* _Instructions for the task_:
According to the ediscovery excerpt, what kind of organization mainly handles the right-hand side of the EDRM?
== Excerpt to read
This is the third in our series on our ediscovery chapter of a legal informatics textbook. In this series, we’re covering the ediscovery basics, including the history of the Electronic Discovery Reference Model (EDRM), core technical ediscovery concepts, the technologies powering ediscovery, as well as the future of ediscovery.
Today we’ll walk through our favorite, the right-hand side of the EDRM: data processing, review, analysis, and production.
The “Right-Hand Side” of the EDRM
The right-hand side of the EDRM is primarily the domain of law firms, rather than corporations. Whether it’s outside counsel for a corporation, counsel representing plaintiffs in litigation, or any other representation configuration, it is typically law firms who are charged with performing the tasks on this side. The goal here is to quickly determine what’s relevant to the case and to move those relevant documents forward, whether in a production to opposing counsel, list of deposition exhibits, or any other useful format.
The technology challenges underlying these tasks are inherently more complex, requiring true legal expertise to discover what matters. Software can offer tremendous advantages in that endeavor, in everything from normalizing disparate file types to detecting potential mistakes before they’re committed, but it is ultimately legal professionals who shoulder the burden of marshalling the best evidence in service of the best arguments. In light of that, the best technology in this space augments human expertise, helping those humans reach better conclusions, and faster.
Processing is a broad term for a set of tasks that ultimately aim to convert collected data into a format suitable for review. It is, in many ways, bringing order to chaos. The input is typically unstructured, collected from a variety of systems, in a dizzying array of formats. The output is clean, normalized, searchable, enhanced data that facilitates rapid and accurate review.
Processing begins with original data as it was collected in its native format, everything from emails to spreadsheets to calendar appointments and meeting notes. The processing steps often include:
- Unpacking containers, such as forensic disk images, PST mailbox exports, or ZIP files;
- Extracting text, including using optical character recognition (OCR) to recognize text as necessary;
- Extracting and normalizing metadata;
- Generating images—typically in TIFF format, but increasingly in PDF—to make it possible to view file contents across devices and without native software;
- Extracting embedded documents (email attachments, files inserted into Office documents);
- Detecting foreign languages; and
- Other steps, depending on the processing system and the source data.
====
== Raw data
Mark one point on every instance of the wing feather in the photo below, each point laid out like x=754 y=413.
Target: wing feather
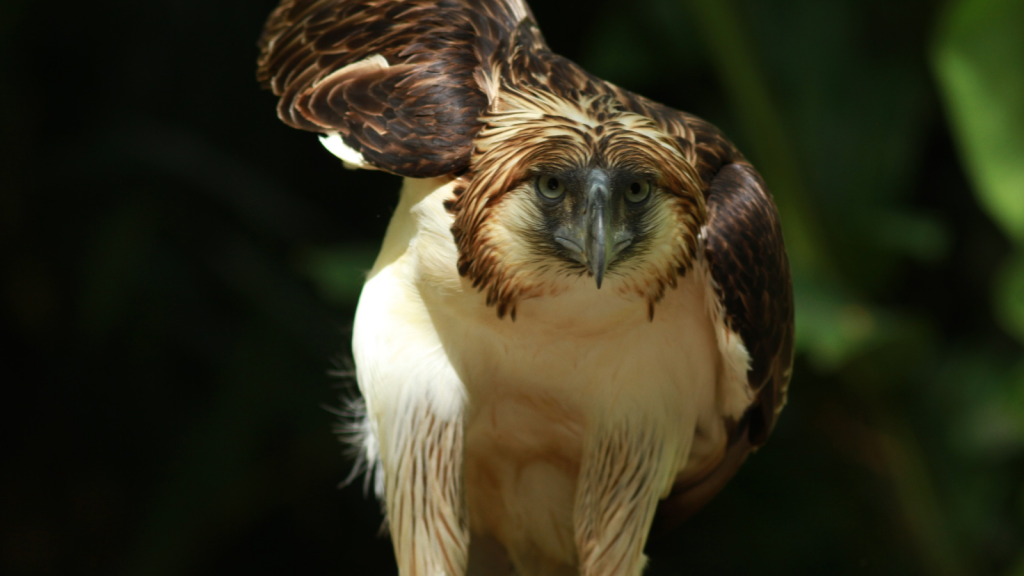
====
* _The response_:
Law firms, rather than corporations.